WHAT IS EXPECTED:
A single figure is the whole answer: the number of lines in the records that contain "query".

INFORMATION:
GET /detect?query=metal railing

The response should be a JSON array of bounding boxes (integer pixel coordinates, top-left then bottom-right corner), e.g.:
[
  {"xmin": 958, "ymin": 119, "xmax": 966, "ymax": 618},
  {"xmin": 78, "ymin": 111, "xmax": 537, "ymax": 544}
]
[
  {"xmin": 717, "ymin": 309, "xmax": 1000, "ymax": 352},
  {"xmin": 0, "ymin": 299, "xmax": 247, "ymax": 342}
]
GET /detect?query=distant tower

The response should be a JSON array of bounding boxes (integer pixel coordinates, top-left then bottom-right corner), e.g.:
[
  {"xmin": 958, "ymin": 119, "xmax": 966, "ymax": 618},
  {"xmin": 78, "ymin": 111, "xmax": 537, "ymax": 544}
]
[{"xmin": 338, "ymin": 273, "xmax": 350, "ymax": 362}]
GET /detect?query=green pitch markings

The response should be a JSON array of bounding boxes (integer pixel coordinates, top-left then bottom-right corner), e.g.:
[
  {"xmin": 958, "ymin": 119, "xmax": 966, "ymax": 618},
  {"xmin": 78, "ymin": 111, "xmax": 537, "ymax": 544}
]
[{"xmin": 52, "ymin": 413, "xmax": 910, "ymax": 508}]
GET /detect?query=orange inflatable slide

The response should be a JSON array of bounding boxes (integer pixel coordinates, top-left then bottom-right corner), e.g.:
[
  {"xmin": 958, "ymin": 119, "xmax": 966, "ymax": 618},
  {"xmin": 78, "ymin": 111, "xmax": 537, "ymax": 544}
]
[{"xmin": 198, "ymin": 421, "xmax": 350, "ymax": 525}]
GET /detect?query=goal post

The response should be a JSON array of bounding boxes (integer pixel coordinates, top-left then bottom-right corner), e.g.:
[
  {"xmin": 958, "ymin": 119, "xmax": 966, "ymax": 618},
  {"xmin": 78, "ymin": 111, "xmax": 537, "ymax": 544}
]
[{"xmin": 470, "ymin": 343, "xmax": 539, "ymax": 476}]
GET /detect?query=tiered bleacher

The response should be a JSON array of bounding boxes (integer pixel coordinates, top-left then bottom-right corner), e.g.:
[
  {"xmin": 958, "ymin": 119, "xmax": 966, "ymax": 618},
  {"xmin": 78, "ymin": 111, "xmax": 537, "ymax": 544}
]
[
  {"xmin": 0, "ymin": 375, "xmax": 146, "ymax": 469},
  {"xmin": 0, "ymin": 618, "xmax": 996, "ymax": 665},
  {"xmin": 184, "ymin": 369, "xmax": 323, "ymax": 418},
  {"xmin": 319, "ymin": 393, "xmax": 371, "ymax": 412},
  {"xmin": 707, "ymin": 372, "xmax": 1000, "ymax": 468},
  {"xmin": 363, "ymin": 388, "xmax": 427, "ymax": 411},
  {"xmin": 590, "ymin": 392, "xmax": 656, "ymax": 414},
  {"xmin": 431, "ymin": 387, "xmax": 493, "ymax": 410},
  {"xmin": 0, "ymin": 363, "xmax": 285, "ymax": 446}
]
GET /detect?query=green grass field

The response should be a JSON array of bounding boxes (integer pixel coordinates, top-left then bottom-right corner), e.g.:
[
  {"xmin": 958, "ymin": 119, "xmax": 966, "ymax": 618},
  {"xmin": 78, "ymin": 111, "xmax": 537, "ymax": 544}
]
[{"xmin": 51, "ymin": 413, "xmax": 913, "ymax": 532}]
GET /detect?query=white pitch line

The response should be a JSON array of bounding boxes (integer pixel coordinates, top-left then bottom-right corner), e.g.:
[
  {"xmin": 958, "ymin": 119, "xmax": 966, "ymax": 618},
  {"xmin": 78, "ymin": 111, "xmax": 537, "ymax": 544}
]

ANSWER TO THIS PROBLEM:
8